Task brief:
From the passage below on the VA's digital forms work, extract everything from "For the Department" down to "reported by FedScoop.", copied word for word.

(Document passage begins)

For the Department of Veterans Affairs, good news on the information technology front can often seem like a rare commodity. The agency remains under investigation by Congress for a wide variety of security lapses, including the recent exposure of thousands of veterans records first reported by FedScoop.
But there are signs of progress at VA, albeit progress tempered by a sense of frustration often concealed deep down in the details. VA is making progress on the digital forms front — the forms used by veterans for a multitude of purposes, including applying for health care benefits. What has until recently been predominantly a paper-based system is quickly moving to a fully digital process, with new initiatives, including mobile forms, on the horizon.
Current forms-based projects include online versions of the VA’s Healthcare enrollment forms, a bi-directional version of those forms called the Veterans Online Application, a form for State Veteran Homes admissions and billing, and specific versions of the enrollment form for homeless Veterans, Veterans in the Justice Outreach program, returning National Guard and Reserve members, and active duty service members separating from the military.
VA’s forms work is based on a simply mission: to find a way to reduce the amount of time and number of forms that veterans have to deal with, said Richard B. Radichel, deputy director of VA’s Systems Management Division. And while progress has been made, it hasn’t always been easy, he said, speaking Feb. 6 at the Adobe Digital Government Assembly in Arlington, Va.
In 2010, for example, the agency put an encrypted email system in place to help manage the basic VA 10-10EZ and 10-10EZR forms, which refer to the application for health benefits and the health benefits renewal forms, respectively. In 2010, VA was averaging about 7,000 transactions per month. Today, the agency handles nearly 20,000 form submissions per month, Radichel said, with plans to begin using the system for active duty veterans who are transitioning out of the service. There is also a research effort underway to determine how the system can be used to support homeless veterans, he said.
The effort is in the first phase, according to Radichel, with plans to move to a Web-based system. But authentication, security and accessibility have been challenges.

(Document passage ends)
(Dataset extract begins)

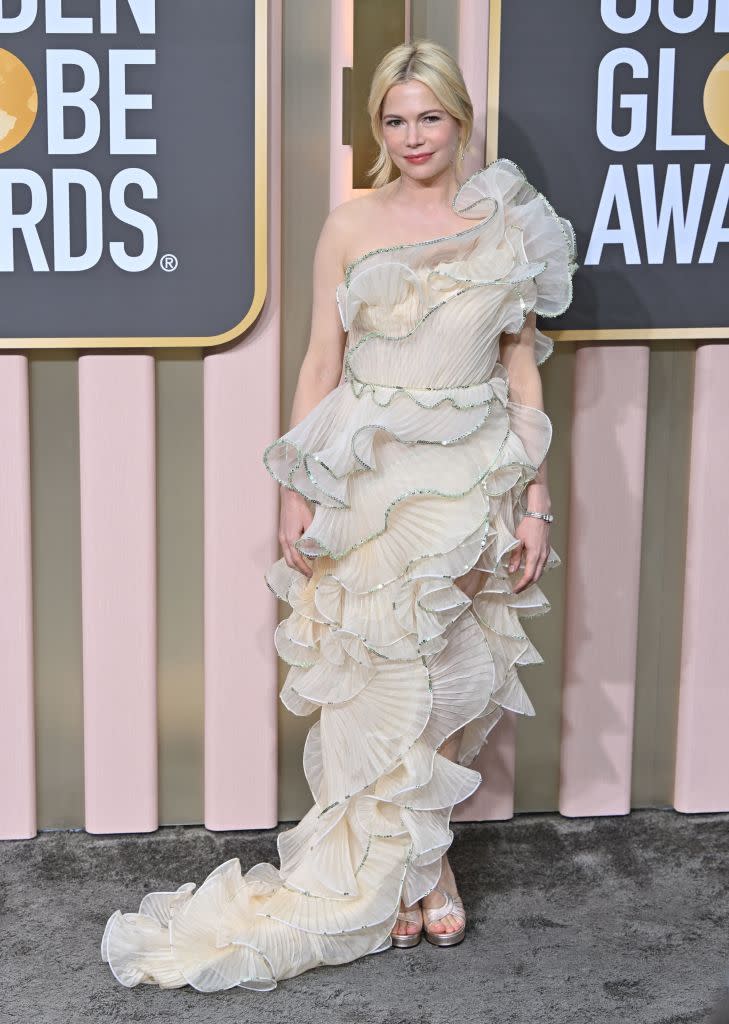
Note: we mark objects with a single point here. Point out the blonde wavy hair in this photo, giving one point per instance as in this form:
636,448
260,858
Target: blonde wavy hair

(Dataset extract ends)

Written answer:
For the Department of Veterans Affairs, good news on the information technology front can often seem like a rare commodity. The agency remains under investigation by Congress for a wide variety of security lapses, including the recent exposure of thousands of veterans records first reported by FedScoop.